From the text on Justice Scalia and the death penalty, list each activity that Scalia warned American Catholics would be disqualified from if the Church's position on the death penalty were imposed on the faithful.

Text excerpt:
-*-*-

In his 1995 encyclical Evangelium Vitae Pope John Paul concluded that in most cases there was no longer any moral basis to justify the use of the death penalty by the State. Yet on 25 January 2002, Justice Antonin Scalia, one of the nine judges who make up the bench of the Supreme Court of the United States – and one of the three Catholics on that bench – addressed a conference held at the University of Chicago on the topic “Religion, Politics and the Death Penalty”. Justice Scalia made clear, at the outset, that his remarks had nothing to do with how he might vote as a judge in any particular case. He also stated that he took no public position on the policy desirability, or otherwise, of capital punishment. What he was concerned with was whether or not it could properly be said that the authorities of the State had no moral right ever to impose and execute the death penalty. His concern with this moral question came from the fact that as, a judge within a legal system which does allow for capital punishment, his vote in any death penalty case before the US Supreme Court could determine whether or not the authorities would go ahead and put an individual to death. He concluded therefore that

“the choice for the judge who believes the death penalty to be immoral is resignation rather than simply ignoring duly enacted constitutional laws and sabotaging the death penalty. He has, after all, taken an oath to apply those laws, and has been given no power to supplant them with rules of his own.”

Justice Scalia then set out his personal view that the State had a moral right to impose the death penalty and that he saw no justification for civil disobedience in the sense that an individual citizen might be justified in disobeying an unjust law. He concluded his address with a re-affirmation of the proper limits of the judicial role. He remained publicly neutral on the policy question as to whether there ought to be capital punishment. His view was, simply: that the State was not prevented by moral considerations from maintaining the death penalty; and that those who participated in the State’s lawful imposition of the sentence of death were not co-operating in an evil act. He warned that if the “Church’s new, albeit non-binding position” on the immorality of the death penalty were imposed on the faithful, then this would require American Catholics to withdraw from public life because it would effectively disqualify them from running for political office, from sitting as judges, from working as criminal prosecutors, or from serving on juries. This was not, he suggested, the course of prudence.

Even though we no longer have the death penalty in the UK, there will be circumstances when our judges too have to wrestle with the same moral, legal and constitutional dilemmas placed upon the Justices of the Supreme Court of the United States. Does this mean that they too would be forced to resign over mater of conscience?

As was pointed out in a recent Tablet article (5) by my Matrix colleague Aiden O’Neill QC, Justice Scalia was right, at least, to point out that for individuals to be able to participate properly and conscientiously within the legal system (whether as a judge, lawyer or juror) there has to be a congruence between what their legal duties are, and what they see to be their moral duties. But his assertion that those who oppose the death penalty as immoral can therefore no longer participate as officials within the legal system is more problematic. This claim might only be justified if Justice Scalia was correct in his legal judgement that United States law obliged judges to implement the death penalty.

Laws in the United States, however enacted, have to be in accordance with the requirements of the US Constitution and its Bill of Rights. Constitutional Amendment VIII of 1791 provides that “Excessive bail shall not be required, nor excessive fines imposed, nor cruel and unusual punishment inflicted.” Justice Scalia’s view is that the question of what is cruel and unusual punishment has to be judged by the standards of the founders of the Constitution and not of the present day.

-*-*-

Entries shown:
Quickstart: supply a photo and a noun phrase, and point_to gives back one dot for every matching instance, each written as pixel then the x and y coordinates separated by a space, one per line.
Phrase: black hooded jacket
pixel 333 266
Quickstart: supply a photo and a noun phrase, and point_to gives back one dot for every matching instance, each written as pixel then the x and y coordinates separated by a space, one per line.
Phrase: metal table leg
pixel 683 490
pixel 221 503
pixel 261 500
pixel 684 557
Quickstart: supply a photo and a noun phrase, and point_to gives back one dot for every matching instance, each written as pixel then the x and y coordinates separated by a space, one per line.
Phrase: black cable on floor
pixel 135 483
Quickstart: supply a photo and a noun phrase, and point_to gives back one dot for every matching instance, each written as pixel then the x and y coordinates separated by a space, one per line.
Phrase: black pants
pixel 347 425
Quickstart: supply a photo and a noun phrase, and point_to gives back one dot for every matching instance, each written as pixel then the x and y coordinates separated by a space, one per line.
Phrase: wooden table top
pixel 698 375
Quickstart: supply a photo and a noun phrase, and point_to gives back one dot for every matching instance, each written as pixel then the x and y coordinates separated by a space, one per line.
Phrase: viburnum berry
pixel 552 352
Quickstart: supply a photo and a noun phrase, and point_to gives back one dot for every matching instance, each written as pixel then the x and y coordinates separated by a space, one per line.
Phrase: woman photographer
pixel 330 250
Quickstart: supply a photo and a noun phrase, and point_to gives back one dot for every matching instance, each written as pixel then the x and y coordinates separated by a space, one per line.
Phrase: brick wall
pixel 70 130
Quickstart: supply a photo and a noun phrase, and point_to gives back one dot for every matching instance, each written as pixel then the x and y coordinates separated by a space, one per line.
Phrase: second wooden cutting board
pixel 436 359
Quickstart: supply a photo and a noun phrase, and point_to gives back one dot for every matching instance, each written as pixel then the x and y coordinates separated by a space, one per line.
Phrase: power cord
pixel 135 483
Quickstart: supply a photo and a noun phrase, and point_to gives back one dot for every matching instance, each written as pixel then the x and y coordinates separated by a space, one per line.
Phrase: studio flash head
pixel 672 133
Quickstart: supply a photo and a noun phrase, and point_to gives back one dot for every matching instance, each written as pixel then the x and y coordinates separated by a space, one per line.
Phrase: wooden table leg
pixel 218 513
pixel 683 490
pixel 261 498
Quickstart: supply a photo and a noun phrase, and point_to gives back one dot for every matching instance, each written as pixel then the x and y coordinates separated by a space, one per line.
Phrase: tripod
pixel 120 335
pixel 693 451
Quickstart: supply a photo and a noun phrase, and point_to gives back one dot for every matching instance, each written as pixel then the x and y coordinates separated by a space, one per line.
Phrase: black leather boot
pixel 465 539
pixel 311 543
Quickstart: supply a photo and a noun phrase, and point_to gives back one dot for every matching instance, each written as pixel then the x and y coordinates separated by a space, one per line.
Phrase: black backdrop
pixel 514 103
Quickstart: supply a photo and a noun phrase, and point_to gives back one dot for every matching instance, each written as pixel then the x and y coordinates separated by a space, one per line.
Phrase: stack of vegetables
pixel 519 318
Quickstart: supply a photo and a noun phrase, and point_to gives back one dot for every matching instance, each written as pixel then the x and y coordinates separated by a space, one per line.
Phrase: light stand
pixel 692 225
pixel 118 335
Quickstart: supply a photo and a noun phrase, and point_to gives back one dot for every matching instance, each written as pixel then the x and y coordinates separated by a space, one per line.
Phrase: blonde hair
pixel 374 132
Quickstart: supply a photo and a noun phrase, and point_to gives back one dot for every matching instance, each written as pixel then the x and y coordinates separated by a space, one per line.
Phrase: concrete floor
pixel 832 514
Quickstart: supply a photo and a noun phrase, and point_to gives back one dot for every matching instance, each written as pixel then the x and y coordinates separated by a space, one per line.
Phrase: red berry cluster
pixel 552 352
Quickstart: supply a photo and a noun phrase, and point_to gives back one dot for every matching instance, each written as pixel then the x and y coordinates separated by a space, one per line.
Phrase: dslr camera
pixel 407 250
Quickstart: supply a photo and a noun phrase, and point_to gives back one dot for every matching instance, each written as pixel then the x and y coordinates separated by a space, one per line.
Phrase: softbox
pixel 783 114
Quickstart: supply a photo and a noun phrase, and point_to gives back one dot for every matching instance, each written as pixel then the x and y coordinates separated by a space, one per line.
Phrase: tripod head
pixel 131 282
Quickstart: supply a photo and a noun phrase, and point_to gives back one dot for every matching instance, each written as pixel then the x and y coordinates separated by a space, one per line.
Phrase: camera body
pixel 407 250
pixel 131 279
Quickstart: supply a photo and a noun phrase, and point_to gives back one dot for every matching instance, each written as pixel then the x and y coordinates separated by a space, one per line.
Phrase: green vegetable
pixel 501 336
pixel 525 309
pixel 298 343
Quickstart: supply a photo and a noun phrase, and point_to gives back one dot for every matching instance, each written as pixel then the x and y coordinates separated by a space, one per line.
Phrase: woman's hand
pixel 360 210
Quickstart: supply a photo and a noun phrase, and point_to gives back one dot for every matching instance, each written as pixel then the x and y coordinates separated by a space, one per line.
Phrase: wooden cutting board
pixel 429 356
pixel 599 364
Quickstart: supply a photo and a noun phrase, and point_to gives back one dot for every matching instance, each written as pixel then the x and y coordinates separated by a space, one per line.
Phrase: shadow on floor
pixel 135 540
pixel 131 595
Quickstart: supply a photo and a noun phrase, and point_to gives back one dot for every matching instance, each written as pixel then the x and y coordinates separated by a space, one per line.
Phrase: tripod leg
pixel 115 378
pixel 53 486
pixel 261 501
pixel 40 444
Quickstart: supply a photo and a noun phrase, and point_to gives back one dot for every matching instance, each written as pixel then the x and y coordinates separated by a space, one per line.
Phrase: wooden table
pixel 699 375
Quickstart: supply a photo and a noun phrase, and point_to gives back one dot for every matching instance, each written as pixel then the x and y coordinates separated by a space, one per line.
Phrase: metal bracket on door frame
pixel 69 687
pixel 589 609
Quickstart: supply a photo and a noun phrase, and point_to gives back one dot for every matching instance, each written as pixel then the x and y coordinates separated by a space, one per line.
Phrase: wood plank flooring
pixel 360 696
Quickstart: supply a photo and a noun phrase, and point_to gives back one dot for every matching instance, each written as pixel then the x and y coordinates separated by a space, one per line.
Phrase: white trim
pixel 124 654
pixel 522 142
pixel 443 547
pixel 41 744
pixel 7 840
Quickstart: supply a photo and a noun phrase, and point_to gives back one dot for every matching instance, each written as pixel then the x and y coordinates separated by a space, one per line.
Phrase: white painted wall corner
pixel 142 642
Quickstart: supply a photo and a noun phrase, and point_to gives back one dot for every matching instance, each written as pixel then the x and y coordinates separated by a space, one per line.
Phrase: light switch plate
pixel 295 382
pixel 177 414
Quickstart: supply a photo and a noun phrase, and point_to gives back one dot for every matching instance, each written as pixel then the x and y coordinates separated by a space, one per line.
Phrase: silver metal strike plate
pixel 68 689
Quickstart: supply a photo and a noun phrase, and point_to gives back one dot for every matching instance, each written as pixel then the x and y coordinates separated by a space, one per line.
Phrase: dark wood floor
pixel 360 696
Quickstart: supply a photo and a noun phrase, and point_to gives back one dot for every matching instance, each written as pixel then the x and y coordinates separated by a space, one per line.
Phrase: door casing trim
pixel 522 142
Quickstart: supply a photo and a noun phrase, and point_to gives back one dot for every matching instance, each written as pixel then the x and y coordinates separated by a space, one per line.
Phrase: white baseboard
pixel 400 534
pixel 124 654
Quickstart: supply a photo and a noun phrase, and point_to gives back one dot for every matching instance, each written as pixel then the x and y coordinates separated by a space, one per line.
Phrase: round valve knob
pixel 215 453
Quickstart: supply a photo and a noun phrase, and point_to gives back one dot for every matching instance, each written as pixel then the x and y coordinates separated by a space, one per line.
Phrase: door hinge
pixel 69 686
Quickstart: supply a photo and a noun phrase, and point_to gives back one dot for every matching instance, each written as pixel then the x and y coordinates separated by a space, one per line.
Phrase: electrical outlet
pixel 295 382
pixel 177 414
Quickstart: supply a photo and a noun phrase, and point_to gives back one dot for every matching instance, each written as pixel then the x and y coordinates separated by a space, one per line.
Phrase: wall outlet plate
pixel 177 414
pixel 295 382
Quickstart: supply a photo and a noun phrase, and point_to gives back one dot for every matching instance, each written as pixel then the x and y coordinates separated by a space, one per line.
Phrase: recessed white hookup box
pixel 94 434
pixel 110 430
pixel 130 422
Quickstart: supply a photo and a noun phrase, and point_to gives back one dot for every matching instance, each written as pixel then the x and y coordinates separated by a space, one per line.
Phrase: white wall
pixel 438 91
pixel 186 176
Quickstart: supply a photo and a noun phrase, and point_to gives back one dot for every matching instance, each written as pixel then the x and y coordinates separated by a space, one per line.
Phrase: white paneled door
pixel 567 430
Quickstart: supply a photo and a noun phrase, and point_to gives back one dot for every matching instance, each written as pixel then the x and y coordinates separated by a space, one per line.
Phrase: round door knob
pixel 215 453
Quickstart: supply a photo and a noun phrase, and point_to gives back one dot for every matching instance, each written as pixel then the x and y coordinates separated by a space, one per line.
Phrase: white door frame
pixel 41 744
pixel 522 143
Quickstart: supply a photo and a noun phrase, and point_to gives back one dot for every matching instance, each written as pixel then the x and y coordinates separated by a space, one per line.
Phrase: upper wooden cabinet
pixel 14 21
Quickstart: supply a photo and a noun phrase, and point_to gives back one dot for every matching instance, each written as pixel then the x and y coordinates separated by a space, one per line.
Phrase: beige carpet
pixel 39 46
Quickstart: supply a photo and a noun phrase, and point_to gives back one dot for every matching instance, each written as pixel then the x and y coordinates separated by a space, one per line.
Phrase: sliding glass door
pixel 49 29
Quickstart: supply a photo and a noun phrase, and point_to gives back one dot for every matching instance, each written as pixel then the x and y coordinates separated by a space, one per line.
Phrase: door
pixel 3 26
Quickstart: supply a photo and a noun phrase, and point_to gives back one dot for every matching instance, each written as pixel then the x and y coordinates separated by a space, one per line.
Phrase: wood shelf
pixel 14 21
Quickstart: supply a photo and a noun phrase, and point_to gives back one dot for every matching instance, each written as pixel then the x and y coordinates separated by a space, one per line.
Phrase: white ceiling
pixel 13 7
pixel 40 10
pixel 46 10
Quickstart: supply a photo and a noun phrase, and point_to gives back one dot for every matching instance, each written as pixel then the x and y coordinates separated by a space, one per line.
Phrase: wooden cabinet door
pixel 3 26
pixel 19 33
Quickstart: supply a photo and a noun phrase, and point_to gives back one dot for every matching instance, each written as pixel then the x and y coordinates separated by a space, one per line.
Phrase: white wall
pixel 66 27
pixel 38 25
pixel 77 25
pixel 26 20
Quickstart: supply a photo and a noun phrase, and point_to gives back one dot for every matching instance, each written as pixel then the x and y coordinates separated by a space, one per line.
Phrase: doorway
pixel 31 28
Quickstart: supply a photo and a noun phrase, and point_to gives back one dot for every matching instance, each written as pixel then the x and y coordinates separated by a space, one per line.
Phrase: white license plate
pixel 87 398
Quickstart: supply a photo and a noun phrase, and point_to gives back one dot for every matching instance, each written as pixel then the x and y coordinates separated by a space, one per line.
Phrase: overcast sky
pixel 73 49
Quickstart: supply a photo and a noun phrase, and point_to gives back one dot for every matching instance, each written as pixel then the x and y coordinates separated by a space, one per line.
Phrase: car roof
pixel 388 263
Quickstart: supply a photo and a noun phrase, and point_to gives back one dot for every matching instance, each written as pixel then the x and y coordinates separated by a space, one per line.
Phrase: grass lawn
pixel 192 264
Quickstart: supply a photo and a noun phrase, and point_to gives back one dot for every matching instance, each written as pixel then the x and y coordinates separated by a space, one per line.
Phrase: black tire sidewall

-*-*-

Result for this task:
- Running for political office
- Sitting as judges
- Working as criminal prosecutors
- Serving on juries